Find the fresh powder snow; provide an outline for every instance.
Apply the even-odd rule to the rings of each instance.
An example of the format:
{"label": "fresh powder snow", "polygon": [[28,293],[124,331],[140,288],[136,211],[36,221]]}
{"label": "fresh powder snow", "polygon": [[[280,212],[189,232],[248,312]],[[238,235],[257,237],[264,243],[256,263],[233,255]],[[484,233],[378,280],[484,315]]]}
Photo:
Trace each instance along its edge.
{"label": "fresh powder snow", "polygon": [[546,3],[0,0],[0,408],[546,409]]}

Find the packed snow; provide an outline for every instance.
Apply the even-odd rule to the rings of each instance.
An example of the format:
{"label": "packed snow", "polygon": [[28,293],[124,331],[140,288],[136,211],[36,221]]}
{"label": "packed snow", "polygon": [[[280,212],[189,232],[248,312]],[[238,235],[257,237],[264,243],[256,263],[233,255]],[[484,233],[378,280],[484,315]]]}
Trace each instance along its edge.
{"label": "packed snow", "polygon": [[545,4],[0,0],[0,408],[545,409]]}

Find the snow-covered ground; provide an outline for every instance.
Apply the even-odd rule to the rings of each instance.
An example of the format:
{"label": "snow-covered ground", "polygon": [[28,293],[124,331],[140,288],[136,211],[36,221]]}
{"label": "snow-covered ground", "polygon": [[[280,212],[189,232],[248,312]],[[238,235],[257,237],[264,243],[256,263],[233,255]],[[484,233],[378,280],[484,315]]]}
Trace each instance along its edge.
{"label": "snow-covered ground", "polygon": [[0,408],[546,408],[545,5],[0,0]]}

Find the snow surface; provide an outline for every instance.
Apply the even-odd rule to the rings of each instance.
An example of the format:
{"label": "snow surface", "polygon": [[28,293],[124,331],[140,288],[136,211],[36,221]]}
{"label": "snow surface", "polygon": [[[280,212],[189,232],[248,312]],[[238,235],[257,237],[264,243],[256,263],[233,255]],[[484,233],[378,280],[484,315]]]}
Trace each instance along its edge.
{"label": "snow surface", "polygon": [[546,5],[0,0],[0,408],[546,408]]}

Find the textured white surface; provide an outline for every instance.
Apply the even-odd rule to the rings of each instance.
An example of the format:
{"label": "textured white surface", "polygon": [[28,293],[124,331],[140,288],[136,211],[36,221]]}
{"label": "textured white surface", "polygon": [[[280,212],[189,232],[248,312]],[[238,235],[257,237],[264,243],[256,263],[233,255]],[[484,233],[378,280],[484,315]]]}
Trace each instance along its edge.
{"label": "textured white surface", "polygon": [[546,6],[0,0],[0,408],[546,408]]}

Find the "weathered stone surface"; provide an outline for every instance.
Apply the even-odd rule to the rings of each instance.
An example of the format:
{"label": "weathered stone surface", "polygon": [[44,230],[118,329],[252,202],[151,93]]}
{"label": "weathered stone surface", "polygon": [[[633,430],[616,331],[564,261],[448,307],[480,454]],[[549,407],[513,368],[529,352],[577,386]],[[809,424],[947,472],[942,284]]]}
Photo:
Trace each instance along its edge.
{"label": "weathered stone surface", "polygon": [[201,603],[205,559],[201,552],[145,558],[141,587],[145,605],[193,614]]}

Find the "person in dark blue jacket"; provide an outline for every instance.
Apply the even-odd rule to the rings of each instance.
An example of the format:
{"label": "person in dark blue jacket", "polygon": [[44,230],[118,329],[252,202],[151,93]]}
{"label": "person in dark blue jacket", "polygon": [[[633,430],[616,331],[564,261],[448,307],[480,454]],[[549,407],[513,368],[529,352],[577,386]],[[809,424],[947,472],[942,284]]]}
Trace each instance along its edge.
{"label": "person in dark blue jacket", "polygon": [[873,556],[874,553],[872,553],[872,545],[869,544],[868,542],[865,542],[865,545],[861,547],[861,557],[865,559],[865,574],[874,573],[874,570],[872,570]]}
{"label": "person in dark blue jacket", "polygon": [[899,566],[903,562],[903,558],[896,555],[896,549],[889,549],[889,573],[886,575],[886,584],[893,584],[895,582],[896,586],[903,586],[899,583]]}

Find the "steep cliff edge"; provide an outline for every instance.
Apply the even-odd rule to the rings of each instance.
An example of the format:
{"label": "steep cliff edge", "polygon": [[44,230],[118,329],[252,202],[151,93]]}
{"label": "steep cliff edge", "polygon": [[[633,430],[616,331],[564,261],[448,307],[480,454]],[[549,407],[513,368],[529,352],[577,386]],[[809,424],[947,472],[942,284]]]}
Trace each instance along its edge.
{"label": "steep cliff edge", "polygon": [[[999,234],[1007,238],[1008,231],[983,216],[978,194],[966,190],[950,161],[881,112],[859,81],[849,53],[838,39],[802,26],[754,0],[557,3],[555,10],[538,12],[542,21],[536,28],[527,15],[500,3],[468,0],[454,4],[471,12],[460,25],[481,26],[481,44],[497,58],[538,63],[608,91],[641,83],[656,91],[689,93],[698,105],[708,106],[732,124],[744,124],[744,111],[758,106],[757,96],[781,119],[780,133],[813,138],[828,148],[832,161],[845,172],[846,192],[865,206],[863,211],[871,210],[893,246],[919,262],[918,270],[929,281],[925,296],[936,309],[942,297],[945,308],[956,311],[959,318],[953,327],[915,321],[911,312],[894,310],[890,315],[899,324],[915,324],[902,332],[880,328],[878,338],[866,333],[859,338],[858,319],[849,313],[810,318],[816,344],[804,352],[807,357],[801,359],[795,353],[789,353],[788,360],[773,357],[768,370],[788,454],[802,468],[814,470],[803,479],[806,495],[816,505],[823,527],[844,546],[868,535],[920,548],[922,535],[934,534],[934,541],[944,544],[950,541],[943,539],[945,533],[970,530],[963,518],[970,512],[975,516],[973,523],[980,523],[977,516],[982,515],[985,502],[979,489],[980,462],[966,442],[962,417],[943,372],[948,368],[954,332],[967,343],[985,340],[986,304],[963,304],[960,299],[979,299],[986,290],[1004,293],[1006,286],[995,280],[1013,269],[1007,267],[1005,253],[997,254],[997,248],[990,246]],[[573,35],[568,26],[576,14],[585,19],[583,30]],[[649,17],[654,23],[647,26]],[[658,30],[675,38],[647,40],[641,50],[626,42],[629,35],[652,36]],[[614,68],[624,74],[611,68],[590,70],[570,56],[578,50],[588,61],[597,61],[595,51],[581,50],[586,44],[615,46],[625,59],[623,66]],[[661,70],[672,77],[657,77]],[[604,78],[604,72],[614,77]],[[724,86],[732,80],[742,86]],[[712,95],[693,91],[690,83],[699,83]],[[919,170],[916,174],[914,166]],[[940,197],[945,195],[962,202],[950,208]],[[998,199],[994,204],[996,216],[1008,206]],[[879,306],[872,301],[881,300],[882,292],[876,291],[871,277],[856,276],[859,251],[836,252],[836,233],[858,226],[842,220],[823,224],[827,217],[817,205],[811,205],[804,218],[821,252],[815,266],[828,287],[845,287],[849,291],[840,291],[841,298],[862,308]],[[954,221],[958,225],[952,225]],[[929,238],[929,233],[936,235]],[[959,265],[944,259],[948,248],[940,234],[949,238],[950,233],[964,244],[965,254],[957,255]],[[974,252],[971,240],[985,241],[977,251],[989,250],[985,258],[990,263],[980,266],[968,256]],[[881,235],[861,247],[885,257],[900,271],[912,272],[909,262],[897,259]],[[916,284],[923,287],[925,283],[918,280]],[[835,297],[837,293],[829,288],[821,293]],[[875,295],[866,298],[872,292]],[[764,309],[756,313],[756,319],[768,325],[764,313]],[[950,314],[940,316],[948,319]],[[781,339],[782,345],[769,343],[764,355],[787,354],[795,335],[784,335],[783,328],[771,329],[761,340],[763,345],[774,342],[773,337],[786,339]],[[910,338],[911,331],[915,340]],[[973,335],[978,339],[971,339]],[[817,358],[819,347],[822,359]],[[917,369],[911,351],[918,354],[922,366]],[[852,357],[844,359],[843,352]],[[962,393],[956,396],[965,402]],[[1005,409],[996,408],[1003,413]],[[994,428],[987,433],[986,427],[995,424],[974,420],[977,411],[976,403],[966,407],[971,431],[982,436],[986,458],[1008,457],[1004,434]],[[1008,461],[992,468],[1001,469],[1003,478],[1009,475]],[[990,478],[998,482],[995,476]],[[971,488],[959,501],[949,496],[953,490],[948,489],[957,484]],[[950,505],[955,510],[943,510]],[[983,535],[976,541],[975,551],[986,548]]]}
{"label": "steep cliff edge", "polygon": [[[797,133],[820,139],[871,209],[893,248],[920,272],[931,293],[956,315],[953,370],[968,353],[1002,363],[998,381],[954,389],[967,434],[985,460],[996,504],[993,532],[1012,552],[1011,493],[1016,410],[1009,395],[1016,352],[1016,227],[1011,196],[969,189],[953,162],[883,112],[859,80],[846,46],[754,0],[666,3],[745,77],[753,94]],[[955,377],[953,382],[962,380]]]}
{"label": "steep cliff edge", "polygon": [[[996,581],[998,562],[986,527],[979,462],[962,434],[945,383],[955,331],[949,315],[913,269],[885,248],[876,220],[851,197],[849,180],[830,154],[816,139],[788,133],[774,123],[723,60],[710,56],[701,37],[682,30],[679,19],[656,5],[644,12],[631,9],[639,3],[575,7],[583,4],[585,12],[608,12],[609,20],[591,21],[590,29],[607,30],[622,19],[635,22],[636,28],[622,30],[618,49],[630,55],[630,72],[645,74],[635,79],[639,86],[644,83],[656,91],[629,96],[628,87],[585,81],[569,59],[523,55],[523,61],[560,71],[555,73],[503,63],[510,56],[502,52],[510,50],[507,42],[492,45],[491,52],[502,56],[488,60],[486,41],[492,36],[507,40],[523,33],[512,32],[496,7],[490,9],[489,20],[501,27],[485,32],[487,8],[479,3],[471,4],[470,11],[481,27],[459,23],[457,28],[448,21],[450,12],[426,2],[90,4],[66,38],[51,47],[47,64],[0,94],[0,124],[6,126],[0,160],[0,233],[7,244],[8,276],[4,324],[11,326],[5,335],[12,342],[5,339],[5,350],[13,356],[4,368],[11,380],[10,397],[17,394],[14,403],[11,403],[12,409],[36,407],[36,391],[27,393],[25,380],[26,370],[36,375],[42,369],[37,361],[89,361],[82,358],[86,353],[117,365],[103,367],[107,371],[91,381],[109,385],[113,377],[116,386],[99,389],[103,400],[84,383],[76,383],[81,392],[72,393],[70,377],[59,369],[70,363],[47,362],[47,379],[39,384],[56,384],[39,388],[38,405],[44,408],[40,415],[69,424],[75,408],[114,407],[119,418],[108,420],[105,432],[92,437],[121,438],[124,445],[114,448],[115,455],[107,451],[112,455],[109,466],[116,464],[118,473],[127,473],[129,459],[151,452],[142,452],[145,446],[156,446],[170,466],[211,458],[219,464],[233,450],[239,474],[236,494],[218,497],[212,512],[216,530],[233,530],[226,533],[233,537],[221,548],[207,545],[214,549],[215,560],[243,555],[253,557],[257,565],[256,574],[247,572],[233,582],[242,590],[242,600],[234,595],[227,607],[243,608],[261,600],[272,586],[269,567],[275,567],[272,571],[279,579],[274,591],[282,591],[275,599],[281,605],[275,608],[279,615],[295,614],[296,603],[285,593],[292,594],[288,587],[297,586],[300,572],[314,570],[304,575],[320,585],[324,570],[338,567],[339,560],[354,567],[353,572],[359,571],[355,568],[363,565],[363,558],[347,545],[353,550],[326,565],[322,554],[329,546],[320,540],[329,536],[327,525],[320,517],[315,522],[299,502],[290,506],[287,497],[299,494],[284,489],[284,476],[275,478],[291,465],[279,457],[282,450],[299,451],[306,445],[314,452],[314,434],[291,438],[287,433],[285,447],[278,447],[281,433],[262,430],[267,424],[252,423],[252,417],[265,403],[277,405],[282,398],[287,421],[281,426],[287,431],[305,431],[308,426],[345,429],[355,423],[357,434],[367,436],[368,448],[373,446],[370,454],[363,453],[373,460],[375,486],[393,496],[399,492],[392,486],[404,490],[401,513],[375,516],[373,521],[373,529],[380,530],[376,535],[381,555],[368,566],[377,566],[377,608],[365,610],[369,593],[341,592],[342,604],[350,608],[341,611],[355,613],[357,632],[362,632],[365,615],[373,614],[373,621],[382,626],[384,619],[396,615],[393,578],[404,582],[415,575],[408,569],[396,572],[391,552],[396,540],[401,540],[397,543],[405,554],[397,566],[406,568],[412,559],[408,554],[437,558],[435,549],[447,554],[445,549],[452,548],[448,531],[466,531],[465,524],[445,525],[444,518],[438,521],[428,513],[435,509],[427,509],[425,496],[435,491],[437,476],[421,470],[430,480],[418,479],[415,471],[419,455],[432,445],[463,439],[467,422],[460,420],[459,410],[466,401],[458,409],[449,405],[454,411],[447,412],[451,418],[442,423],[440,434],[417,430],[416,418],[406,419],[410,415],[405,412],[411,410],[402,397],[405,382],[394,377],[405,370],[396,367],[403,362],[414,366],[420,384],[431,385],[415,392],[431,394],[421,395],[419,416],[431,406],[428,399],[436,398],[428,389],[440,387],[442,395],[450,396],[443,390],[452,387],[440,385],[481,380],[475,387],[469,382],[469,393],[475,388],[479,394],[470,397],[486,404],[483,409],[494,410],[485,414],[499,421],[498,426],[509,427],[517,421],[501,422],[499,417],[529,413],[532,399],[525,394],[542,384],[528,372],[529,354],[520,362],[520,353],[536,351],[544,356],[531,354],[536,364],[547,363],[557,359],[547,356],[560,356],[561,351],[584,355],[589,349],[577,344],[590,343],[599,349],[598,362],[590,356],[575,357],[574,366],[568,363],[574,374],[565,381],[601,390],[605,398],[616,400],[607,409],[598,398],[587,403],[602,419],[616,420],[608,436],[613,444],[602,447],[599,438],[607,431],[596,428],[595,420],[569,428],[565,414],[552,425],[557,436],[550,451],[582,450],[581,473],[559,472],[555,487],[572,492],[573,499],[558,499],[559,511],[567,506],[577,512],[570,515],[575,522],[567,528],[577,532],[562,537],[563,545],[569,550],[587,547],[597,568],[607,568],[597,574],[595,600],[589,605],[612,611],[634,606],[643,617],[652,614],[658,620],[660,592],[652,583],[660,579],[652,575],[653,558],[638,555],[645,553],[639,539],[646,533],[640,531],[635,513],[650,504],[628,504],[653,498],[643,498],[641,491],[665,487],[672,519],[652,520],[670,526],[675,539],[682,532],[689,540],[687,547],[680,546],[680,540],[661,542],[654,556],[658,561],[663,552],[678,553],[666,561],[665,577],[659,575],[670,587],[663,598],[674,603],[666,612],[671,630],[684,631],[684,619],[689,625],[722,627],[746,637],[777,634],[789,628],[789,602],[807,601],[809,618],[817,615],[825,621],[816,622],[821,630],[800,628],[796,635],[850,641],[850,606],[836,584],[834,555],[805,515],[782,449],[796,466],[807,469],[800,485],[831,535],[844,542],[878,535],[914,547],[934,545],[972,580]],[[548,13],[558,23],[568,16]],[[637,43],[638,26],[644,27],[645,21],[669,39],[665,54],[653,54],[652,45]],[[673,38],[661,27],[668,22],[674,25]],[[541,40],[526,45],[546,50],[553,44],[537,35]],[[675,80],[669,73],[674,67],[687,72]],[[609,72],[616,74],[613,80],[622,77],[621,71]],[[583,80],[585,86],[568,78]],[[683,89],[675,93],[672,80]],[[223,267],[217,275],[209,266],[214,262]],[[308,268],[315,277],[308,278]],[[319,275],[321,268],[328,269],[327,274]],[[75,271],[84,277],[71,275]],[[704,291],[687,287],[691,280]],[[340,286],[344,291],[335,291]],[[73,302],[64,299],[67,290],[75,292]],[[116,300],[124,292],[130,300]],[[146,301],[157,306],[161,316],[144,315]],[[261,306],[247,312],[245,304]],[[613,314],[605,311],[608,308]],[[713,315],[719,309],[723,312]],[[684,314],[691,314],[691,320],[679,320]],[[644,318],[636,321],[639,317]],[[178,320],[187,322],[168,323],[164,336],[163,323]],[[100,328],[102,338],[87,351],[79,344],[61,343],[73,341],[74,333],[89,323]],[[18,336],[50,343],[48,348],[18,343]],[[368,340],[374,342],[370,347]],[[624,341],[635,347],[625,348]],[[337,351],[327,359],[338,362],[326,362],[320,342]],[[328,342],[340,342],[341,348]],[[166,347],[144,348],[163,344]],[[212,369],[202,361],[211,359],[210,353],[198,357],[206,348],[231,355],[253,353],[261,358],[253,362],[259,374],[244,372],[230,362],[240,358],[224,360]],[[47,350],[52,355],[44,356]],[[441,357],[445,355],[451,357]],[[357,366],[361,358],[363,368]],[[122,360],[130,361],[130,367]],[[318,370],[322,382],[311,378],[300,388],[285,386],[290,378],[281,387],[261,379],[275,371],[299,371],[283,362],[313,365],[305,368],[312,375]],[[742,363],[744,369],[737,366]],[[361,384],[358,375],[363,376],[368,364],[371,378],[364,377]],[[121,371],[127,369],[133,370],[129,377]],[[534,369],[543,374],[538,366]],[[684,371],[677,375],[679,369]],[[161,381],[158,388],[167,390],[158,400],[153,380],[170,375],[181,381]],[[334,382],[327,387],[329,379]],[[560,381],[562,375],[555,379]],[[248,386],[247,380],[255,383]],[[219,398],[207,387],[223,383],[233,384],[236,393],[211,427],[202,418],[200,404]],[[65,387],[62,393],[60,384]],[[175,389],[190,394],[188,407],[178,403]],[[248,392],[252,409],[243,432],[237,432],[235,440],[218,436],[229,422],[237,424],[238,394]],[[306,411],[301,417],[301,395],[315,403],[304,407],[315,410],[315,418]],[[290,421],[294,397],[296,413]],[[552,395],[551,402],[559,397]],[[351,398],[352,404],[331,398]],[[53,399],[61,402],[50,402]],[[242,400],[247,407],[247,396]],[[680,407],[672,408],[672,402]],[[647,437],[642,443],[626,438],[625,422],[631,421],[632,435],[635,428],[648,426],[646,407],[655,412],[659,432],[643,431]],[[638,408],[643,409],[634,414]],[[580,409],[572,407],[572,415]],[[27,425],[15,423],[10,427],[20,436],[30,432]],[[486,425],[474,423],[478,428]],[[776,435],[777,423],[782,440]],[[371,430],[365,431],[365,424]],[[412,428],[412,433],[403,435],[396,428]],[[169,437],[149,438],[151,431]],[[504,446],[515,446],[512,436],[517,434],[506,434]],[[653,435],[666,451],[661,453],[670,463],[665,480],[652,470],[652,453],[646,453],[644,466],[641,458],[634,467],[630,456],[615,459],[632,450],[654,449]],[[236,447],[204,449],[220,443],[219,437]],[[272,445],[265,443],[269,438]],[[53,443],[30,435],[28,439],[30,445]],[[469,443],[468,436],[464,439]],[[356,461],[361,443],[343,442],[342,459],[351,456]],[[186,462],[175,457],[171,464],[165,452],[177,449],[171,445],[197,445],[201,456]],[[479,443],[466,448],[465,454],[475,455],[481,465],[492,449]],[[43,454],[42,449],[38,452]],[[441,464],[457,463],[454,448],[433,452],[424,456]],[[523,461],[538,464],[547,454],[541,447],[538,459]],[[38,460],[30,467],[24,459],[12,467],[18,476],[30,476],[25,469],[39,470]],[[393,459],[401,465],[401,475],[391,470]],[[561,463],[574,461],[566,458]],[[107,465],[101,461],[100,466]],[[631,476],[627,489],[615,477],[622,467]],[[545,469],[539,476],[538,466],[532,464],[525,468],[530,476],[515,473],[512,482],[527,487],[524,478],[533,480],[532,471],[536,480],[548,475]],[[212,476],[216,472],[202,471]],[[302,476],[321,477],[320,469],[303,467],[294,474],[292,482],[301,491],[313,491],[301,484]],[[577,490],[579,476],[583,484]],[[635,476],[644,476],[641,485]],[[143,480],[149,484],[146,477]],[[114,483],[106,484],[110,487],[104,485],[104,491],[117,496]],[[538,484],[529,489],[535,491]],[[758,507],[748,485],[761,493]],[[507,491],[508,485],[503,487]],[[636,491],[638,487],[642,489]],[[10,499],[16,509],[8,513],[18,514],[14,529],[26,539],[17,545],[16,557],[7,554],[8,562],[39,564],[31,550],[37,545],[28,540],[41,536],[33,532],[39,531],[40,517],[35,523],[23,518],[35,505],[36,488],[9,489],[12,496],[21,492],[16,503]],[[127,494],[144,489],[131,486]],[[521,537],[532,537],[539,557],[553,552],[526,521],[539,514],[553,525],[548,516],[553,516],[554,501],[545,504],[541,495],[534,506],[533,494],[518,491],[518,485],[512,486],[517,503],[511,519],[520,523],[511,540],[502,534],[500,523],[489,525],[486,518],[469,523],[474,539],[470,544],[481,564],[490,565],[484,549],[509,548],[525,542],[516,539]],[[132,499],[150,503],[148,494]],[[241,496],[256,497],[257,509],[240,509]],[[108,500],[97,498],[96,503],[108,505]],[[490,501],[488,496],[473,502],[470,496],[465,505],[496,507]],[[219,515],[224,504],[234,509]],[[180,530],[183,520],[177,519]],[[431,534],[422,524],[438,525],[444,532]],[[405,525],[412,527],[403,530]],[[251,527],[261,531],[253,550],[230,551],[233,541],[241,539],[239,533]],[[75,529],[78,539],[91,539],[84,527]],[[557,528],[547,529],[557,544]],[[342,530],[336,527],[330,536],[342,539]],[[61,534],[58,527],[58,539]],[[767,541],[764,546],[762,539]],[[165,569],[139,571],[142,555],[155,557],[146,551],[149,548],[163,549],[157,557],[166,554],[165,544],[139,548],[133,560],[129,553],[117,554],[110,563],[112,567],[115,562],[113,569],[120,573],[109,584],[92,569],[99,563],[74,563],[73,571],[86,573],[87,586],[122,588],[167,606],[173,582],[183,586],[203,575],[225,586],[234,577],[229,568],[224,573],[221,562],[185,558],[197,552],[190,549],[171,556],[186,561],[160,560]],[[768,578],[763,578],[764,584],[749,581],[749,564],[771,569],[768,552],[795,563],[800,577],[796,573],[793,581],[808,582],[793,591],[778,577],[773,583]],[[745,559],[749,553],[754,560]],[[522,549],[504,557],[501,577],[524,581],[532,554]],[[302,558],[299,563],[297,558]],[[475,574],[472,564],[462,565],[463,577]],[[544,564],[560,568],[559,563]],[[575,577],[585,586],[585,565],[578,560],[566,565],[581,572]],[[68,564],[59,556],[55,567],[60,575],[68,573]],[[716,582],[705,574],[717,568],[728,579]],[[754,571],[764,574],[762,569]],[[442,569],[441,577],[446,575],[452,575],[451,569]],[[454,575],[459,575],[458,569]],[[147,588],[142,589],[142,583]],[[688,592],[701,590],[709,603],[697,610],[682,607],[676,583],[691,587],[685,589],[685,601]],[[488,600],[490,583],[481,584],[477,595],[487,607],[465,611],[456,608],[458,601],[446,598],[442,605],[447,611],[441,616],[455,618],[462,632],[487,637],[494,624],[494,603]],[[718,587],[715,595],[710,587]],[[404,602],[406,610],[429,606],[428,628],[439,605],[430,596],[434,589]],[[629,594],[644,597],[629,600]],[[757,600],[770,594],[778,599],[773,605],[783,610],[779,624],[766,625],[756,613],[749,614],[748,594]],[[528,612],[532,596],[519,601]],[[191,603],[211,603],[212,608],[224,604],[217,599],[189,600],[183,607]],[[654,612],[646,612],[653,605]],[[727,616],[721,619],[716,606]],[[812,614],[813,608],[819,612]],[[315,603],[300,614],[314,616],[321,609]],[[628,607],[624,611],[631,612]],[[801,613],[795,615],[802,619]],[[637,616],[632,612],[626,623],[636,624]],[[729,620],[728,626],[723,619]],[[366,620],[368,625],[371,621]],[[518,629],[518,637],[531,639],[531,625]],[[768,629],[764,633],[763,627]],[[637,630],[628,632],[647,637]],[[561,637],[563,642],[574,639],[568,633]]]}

**STATED PROBLEM**
Please count the lines of the material above that contain the string "packed" and reply with only that number.

**ANSWER FOR THIS EXERCISE**
4